The precise meaning of the bytes in the Memory Data section therefore depends entirely on the memory write and stream control commands in the Track Data.
I like that the data is all guaranteed to be up-front, if I’m doing on-the-fly decompression it’s good to be assured that there is not going to be any huge data block in the middle of the stream that will add a pause in the playback.

However as I mentioned earlier, I would prefer this data to be less opaque, more structured. I understand that it complicates the spec, however it would open up many possibilities for me to preload and convert the data without having to do a pre-processing pass on the track data. Processing it in real-time would add pauses to the playback, and effectively prevents me from using e.g. the OPL4 to play PCM data. The way this worked in VGM 1.0 was more suitable for my purposes, and I would rather that be expanded than simplified. I’ll write a little proposal later.
$2 uint32 Chip clock
Ok, now I think it’s a bit weird that the header specifies the clock in numerator / denumerator format and the chips do not :D. I would say pick either the one or the other. I’ve had my say about which I think is simpler, but really, both are fine for me.
needs, can be uint8, uint16 or uint32, as denoted by
I wouldn’t specify these explicitly, some implementations could interpret this as that the length will always be 1, 2 or 4, while I think a length of 3 and 5 or more would be equally valid.
$11 uint8 order, Global low-pass filter of nth order with specified
uint32 cutoff -3 dB cutoff frequency in Hz. Default is no filter.
$12 uint8 order, Global high-pass filter of nth order with specified
uint32 cutoff -3 dB cutoff frequency in Hz. Default is no filter.
Low-pass filter has purpose, since this is usually present in the sound circuitry. However, I’ve never heard about a high pass filter in the signal path?

Btw, on e.g. the OPLL in MSX there is a chain of first-order low pass filters, each at different cut-off frequencies (also varying per machine actually), so this would be an approximation. I think it’s good enough though.

I also note that you have per-channel versions of these commands as well. Maybe have one version, and use a channel no. of FFH to indicate global? Maybe would reduce the amount duplication, esp. if more of these would get added.
0 K005289 (Bubble System) 3579545 ???
1 K051649 (SCC) 1500000 aa dd
2 K052539 (SCC+) ??? aa dd
Typical clock is 3579545 for both SCC and SCC+ btw.

## DATA LINES:

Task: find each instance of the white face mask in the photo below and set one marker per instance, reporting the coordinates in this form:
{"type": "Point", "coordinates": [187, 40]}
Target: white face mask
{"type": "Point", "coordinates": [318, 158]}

...

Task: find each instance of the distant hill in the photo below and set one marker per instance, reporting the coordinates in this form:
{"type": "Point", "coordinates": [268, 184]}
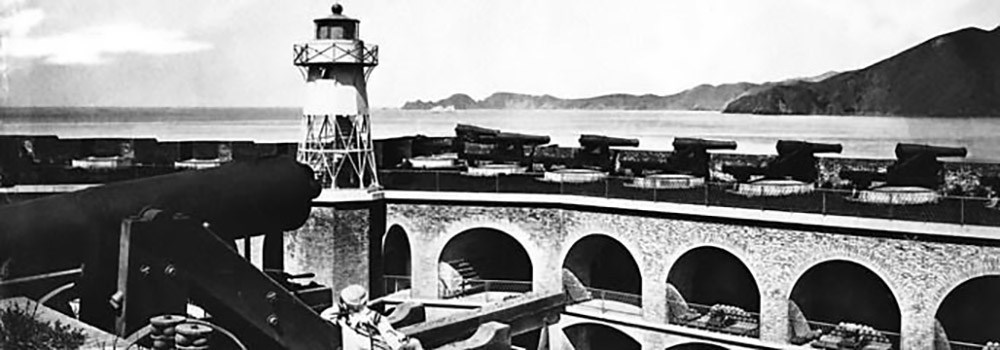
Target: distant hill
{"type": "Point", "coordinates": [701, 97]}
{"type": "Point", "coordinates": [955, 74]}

...

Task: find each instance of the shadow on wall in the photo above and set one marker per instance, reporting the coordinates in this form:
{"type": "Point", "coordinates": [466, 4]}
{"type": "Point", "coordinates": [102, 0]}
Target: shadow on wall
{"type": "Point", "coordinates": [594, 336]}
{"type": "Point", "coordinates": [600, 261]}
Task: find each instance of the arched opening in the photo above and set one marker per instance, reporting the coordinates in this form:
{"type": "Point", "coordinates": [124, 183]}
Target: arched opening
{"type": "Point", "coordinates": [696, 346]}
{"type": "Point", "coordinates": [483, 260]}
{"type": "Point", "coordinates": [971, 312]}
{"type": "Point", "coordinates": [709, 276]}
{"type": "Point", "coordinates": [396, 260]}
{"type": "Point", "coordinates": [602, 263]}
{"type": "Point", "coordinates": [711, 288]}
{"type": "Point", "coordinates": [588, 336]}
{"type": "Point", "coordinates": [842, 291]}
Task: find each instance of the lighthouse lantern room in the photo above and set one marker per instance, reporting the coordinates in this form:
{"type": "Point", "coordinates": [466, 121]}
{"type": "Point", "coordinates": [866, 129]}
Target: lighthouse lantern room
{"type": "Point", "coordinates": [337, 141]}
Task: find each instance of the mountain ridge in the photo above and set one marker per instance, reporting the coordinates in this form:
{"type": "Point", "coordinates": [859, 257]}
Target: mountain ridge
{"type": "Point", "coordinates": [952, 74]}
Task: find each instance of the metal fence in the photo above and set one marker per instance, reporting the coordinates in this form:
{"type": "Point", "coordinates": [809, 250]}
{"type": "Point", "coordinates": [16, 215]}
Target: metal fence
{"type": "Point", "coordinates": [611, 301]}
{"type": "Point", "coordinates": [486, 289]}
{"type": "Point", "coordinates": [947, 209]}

## STATED GOAL:
According to the text on the VGM format, what is the typical clock for both the SCC and the SCC+?

## THE OUTPUT:
3579545